Supplied passage:
= Beginning of Section =

Pfizer Inc., the world’s largest drugmaker, reportedly ended a late-stage clinical trial of its cancer drug Sutent, because it data showed the drug met its goal of slowing the progression of pancreatic cancer. Pfizer Inc. made the announcement on Thursday, following an independent safety board’s recommendation to stop the study.
“These and previously reported phase 2 data contribute to the growing body of evidence indicating activity with sunitinib in patients with pancreatic islet cell tumors,” Dr. Mace Rothenberg, Pfizer's senior vice president of medical development and clinical affairs, said in a news release.
According to Pfizer, more than 38,000 patients worldwide have been treated with Sutent in the clinical setting and trials. The drug has already been approved by the U.S. Food and Drug Administration for the treatment of certain kidney and stomach cancers.
How it works? Sutent is marketed as an oral drug and is designed to block molecules that help cancers grow and spread throughout the body.
The Phase III trials showed patients on Sutent stayed free of disease progression for longer than those on placebo, who were also receiving the best supportive care possible.
Pfizer said patients who were treated with Sutent were permitted to continue taking the drug, and those taking the placebo were allowed to replace it with Sutent.
“We are delighted by these findings which demonstrate that Sutent provides a benefit for patients with advanced, well-differentiated pancreatic islet cell tumors - a rare cancer with limited treatment options,” Mace Rothenberg, Pfizer’s senior vice president of medical development and clinical affairs at Oncology Business Unit, said in a statement.
Few people are diagnosed with pancreatic cancer, but about 95 percent of those who suffer from this rare condition die from it, according to statistics. Early detection improves survival. Those who are diagnosed with early stage pancreatic cancer have a five-year survival rate. This type of cancer spreads rapidly and is rarely detected early.

= End of Section =

Problems to solve:
1) Answer these from the article on Pfizer's Sutent trial:
(a) For which cancers had the U.S. Food and Drug Administration already approved Sutent?
(b) In what form is Sutent marketed?
(c) What were patients taking the placebo allowed to do once the study stopped?
2) Carry the article on Pfizer's Sutent trial forward from its final sentence.
Nothing in the records is needed for the work here.

Point-per-instance localization data:
= Beginning of Section =

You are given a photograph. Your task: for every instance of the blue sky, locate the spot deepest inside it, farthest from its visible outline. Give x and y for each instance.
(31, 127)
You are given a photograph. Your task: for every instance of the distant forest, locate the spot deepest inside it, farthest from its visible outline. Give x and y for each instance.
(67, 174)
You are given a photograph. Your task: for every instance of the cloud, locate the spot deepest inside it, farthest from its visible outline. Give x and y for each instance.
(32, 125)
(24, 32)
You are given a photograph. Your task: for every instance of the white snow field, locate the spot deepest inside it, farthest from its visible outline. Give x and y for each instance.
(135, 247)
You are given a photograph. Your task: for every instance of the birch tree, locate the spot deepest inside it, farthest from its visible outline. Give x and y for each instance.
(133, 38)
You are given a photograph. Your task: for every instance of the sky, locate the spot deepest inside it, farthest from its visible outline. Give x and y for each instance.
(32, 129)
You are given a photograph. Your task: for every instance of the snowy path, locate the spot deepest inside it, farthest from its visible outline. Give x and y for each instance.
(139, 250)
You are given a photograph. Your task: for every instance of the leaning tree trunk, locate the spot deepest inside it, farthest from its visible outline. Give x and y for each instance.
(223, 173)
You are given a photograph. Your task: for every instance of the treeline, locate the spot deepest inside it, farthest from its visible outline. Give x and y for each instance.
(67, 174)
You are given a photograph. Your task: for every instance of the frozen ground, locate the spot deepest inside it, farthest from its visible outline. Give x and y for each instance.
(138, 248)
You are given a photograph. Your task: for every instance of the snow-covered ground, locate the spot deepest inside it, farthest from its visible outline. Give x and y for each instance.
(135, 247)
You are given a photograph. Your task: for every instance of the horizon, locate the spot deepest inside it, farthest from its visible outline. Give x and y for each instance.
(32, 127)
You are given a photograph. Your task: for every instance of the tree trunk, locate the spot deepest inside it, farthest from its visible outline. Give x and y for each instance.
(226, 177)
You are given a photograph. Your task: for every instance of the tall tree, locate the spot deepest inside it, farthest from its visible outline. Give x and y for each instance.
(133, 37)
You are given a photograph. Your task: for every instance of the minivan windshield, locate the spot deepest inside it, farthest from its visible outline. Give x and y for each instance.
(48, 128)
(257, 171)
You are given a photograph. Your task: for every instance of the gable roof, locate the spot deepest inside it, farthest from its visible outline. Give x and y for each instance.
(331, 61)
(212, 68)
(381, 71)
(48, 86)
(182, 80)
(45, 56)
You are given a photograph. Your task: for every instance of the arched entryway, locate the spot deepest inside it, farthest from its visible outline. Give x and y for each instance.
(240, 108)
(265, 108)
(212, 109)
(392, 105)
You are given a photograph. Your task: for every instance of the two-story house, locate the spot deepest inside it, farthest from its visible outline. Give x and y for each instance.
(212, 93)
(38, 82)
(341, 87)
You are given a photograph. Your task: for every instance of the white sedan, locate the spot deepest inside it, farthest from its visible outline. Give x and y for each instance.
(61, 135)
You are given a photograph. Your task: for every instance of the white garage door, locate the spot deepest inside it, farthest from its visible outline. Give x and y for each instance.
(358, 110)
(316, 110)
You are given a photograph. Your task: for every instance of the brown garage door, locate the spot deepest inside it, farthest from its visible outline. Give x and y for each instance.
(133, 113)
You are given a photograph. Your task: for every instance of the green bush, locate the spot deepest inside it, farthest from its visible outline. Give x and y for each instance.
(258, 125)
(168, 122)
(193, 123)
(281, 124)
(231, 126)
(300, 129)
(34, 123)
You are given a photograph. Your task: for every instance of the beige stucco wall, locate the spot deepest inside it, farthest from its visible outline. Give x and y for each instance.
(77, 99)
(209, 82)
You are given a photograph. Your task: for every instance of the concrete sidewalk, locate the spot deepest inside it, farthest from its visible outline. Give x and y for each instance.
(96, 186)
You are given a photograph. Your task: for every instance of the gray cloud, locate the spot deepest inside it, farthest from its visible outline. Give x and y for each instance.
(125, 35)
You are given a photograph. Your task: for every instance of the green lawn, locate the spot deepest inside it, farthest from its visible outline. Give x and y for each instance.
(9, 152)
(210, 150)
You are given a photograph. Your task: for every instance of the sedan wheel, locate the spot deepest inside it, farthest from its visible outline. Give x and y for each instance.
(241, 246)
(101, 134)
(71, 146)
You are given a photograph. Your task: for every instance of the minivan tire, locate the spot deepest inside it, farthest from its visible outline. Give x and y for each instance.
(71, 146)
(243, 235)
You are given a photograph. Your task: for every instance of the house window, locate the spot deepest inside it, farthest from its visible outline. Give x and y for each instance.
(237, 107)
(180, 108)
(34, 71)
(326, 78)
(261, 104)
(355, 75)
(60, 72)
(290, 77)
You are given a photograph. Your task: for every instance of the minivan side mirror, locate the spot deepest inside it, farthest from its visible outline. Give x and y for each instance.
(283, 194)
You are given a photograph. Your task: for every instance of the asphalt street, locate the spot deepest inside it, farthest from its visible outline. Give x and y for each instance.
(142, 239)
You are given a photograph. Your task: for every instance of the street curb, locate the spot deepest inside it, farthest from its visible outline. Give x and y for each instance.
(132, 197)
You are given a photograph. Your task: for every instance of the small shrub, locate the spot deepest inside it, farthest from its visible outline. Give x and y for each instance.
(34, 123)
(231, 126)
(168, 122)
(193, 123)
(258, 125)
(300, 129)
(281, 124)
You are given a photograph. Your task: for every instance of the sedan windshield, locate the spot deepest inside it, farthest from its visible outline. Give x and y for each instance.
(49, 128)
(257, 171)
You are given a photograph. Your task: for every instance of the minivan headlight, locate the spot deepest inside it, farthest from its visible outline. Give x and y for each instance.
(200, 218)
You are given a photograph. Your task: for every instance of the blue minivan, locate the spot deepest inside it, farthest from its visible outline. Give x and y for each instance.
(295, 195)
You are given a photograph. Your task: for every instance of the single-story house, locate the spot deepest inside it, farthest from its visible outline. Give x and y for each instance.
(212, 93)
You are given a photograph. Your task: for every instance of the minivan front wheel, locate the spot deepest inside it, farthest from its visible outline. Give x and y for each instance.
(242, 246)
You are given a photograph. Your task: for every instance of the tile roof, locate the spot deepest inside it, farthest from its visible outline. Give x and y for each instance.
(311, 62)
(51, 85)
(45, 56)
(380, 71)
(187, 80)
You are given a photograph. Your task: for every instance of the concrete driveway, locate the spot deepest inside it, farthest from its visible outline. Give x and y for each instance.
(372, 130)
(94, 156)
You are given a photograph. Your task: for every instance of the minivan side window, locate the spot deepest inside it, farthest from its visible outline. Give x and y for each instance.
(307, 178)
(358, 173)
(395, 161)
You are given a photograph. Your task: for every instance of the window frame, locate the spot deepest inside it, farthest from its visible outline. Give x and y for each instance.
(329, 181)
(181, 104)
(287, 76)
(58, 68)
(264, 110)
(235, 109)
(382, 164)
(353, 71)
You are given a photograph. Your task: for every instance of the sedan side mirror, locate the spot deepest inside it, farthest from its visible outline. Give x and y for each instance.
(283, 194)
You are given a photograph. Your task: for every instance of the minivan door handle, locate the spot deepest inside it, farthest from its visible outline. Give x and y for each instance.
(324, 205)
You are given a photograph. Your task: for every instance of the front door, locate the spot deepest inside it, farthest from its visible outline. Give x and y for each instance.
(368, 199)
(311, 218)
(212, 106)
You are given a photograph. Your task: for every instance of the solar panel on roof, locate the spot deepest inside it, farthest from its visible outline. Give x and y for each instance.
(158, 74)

= End of Section =

Expected responses:
1)
(a) Certain kidney and stomach cancers.
(b) As an oral drug.
(c) Replace the placebo with Sutent.

2)
The extremely lethal condition affects about 30,000 people each year.
In most cases, the condition has no symptoms, which puts pancreatic cancer on the list of under-diagnosed conditions because they can be easily missed. Current treatment options for the unusual cancer, with five to 10 annual cases per million people worldwide, are minimal.
In January, Pfizer stopped the stage study of an experimental drug, axitinib, which had been designed to treat advanced pancreatic cancer after trials showed no evidence of prolongic survival rate of pancreatic cancer patients. Even if the drug seemed to have effect on the hard to treat advanced pancreatic cancer in combination with chemotherapy and Pfizer decided to go on with the larger and more expensive study, Phase III trials, axitinib proved to be of no use in increasing the survival rate.
Pfizer said that it would try to figure out different compounds which might work in healing the pancreatic cancer, which has very few treatment options. The results of this trial on Sutent bring great hope for patients with pancreatic cancer.